WHAT YOU HAVE TO DO >> Your answer must be an exact repetition of every record.

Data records
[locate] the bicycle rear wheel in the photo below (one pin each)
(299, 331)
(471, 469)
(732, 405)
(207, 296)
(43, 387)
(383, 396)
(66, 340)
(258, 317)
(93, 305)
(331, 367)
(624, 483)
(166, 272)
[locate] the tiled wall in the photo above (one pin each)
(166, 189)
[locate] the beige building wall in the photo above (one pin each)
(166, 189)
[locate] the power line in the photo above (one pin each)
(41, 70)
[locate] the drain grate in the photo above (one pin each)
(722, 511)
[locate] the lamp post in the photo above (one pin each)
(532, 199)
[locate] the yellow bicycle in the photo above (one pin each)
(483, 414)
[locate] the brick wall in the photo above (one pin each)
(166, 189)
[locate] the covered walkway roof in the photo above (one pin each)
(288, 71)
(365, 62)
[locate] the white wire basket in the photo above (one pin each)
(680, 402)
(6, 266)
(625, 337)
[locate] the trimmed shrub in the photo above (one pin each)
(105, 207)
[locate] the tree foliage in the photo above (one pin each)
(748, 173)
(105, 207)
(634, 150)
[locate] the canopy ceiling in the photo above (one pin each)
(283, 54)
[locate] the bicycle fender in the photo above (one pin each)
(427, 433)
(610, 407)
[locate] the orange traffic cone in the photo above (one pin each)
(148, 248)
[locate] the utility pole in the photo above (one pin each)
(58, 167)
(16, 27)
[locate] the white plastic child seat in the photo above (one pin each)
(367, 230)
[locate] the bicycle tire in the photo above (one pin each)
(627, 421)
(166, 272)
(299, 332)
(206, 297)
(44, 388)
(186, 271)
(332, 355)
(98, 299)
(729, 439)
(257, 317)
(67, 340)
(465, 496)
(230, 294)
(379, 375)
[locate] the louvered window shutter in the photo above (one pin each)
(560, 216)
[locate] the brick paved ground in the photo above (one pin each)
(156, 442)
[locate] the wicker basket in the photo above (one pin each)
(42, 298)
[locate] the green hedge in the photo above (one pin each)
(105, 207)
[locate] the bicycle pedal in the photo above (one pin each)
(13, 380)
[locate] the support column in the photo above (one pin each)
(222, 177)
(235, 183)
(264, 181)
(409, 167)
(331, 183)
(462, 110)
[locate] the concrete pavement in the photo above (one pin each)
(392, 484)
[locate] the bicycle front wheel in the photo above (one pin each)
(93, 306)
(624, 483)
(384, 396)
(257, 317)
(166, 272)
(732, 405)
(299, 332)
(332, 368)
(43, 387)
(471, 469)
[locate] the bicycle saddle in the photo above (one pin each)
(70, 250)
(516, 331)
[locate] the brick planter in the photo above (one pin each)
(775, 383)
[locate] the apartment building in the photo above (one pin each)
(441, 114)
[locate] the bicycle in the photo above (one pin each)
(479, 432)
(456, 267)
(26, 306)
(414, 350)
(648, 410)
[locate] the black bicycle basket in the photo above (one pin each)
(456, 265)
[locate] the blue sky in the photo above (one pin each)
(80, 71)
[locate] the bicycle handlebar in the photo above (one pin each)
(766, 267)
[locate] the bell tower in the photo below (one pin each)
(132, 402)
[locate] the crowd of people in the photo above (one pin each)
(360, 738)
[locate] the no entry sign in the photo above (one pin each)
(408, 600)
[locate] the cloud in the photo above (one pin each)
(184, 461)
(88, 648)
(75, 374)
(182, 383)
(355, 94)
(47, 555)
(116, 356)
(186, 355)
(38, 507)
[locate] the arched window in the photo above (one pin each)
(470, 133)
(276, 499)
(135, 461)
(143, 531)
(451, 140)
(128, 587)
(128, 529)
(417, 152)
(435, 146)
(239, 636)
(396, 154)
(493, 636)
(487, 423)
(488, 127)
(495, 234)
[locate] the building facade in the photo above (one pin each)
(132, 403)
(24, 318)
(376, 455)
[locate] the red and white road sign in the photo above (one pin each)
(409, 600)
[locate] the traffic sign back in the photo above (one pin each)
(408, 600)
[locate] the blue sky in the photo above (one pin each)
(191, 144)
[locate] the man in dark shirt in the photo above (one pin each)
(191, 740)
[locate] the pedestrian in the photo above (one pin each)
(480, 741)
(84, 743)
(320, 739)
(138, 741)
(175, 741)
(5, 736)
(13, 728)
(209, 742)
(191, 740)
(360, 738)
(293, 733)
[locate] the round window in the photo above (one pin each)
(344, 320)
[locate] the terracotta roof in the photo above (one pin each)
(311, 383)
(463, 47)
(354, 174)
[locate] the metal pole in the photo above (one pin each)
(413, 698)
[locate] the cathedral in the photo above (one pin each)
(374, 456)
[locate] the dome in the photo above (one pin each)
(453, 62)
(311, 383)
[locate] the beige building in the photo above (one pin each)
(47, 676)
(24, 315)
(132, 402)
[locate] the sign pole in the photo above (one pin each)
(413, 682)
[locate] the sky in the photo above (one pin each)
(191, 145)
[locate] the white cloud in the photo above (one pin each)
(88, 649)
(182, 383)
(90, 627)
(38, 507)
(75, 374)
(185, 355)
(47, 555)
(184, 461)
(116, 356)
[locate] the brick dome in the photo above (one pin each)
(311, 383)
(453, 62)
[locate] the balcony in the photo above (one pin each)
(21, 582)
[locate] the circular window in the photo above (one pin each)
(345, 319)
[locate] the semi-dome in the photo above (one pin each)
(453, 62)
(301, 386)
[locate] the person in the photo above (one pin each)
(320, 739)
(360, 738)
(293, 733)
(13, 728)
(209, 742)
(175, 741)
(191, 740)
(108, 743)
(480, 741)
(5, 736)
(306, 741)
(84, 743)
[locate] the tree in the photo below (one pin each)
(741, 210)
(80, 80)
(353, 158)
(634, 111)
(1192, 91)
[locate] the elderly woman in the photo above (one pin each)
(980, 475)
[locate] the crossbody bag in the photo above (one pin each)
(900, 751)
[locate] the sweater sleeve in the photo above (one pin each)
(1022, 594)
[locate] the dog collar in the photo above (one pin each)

RESULT >>
[locate] the bicycle rear wheel in the photo below (one pin each)
(299, 331)
(471, 469)
(732, 405)
(207, 296)
(43, 387)
(383, 396)
(66, 340)
(258, 317)
(93, 305)
(331, 367)
(624, 483)
(166, 272)
[locate] the tiled wall in the photo above (one pin each)
(166, 189)
[locate] the beige building wall in the photo above (one pin each)
(166, 189)
[locate] the power line in the photo above (one pin each)
(41, 70)
[locate] the drain grate in the photo above (one pin each)
(722, 511)
[locate] the lamp post in the photo above (one pin each)
(532, 199)
[locate] the yellow bicycle in the photo above (one pin each)
(483, 414)
[locate] the brick wall in the photo above (one pin each)
(166, 189)
[locate] the covered walkway roof in the photo above (one pin each)
(288, 71)
(365, 62)
[locate] the white wire basket in the photo above (one pin each)
(680, 402)
(6, 266)
(625, 337)
[locate] the trimmed shrub in the photo above (one pin each)
(105, 207)
[locate] the tree foliage in the photo above (one pin each)
(748, 173)
(105, 207)
(634, 150)
[locate] the canopy ceiling in the photo above (one pin each)
(283, 54)
[locate] the bicycle fender in the photo above (one pin each)
(427, 433)
(610, 407)
[locate] the orange traffic cone in the photo above (one pin each)
(148, 248)
[locate] the utility pole in the photo above (one pin each)
(58, 167)
(16, 27)
[locate] the white plastic child seat in the photo above (one pin each)
(367, 230)
[locate] the bicycle tire in the photo above (one pin each)
(627, 421)
(166, 272)
(299, 332)
(206, 297)
(44, 388)
(186, 271)
(332, 355)
(98, 299)
(729, 439)
(257, 317)
(67, 340)
(465, 496)
(230, 294)
(379, 375)
[locate] the louvered window shutter in the photo above (one pin each)
(560, 216)
[locate] the brick paved ground in the photo above (one pin each)
(156, 442)
[locate] the wicker basket in the photo above (one pin each)
(42, 298)
[locate] the green hedge in the photo above (one pin each)
(105, 207)
[locate] the bicycle pedal in the photo above (one pin each)
(13, 380)
[locate] the support column in the photo above (one pin each)
(222, 177)
(235, 183)
(264, 181)
(409, 167)
(331, 183)
(462, 110)
[locate] the concrete pavement in the photo above (one pin each)
(392, 484)
[locate] the bicycle front wheel in the photo above (one pin each)
(93, 306)
(624, 483)
(384, 396)
(257, 317)
(166, 272)
(732, 405)
(299, 332)
(332, 368)
(43, 387)
(471, 469)
[locate] the bicycle saddle in the photo above (one pin each)
(70, 250)
(516, 331)
[locate] the brick planter in the photo above (one pin each)
(775, 383)
[locate] the apartment building in the photo above (one pin each)
(441, 114)
[locate] the bicycle in the photo above (one pin each)
(479, 432)
(456, 267)
(26, 306)
(414, 350)
(648, 410)
[locate] the black bicycle basket in the photo above (one pin each)
(456, 265)
[locate] the blue sky in the photo above (one pin each)
(80, 71)
[locate] the bicycle handlebar in the photo above (one pin each)
(766, 267)
[locate] the bell tower in the photo below (one pin each)
(132, 402)
[locate] the crowd of people in the photo above (one pin each)
(360, 738)
[locate] the no entry sign in the photo above (one pin each)
(408, 600)
[locate] the cloud in the photo above (one pin each)
(184, 461)
(88, 648)
(75, 374)
(182, 383)
(355, 94)
(47, 555)
(116, 356)
(186, 355)
(38, 507)
[locate] the arched window in the photo above (one pin each)
(470, 133)
(276, 499)
(135, 461)
(143, 531)
(451, 140)
(128, 587)
(128, 529)
(417, 152)
(435, 146)
(239, 636)
(396, 154)
(493, 636)
(487, 423)
(488, 127)
(495, 234)
[locate] the building facade in the photo above (one pin each)
(132, 403)
(24, 318)
(376, 455)
[locate] the red and white road sign in the photo above (one pin each)
(409, 600)
[locate] the traffic sign back in the photo above (one pin each)
(408, 600)
[locate] the blue sky in the photo above (one pin each)
(191, 144)
[locate] the man in dark shirt in the photo above (one pin each)
(191, 740)
[locate] the pedestrian in the photo above (one pin each)
(480, 741)
(84, 743)
(320, 739)
(138, 741)
(175, 741)
(5, 736)
(13, 728)
(209, 742)
(191, 740)
(360, 738)
(293, 733)
[locate] the round window in the photo above (one pin each)
(344, 320)
[locate] the terracotta roof in the photo above (one pin each)
(311, 383)
(463, 47)
(354, 174)
[locate] the metal pole in the photo above (one pin each)
(413, 698)
[locate] the cathedral in the photo above (one pin each)
(374, 456)
[locate] the dome in the photo above (one pin each)
(453, 62)
(311, 383)
[locate] the beige building in the photo above (one pin each)
(47, 676)
(24, 315)
(132, 402)
[locate] the sign pole in the photo above (one pin each)
(413, 682)
[locate] the sky in the photo above (one pin each)
(191, 145)
[locate] the white cloud in the photo above (one pin each)
(88, 649)
(182, 383)
(90, 627)
(38, 507)
(75, 374)
(185, 355)
(47, 555)
(184, 461)
(116, 356)
[locate] the brick dome in the photo above (one pin each)
(311, 383)
(453, 62)
[locate] the balcony in the photo above (one pin each)
(21, 582)
[locate] the circular window in the photo above (one pin each)
(345, 319)
[locate] the semi-dome in the photo above (one pin each)
(453, 62)
(301, 386)
[locate] the person in the photo above (one pin each)
(320, 739)
(360, 738)
(293, 733)
(13, 728)
(209, 742)
(175, 741)
(191, 740)
(108, 743)
(480, 741)
(5, 736)
(306, 741)
(84, 743)
[locate] the tree in the photo below (one pin each)
(741, 210)
(80, 80)
(353, 158)
(634, 111)
(1192, 91)
[locate] the elderly woman in the photo above (one pin each)
(980, 475)
[locate] the crossbody bag in the photo above (one pin each)
(900, 751)
[locate] the sweater sleeve in the photo above (one pin each)
(1022, 594)
[locate] the dog collar in the photo above (one pin each)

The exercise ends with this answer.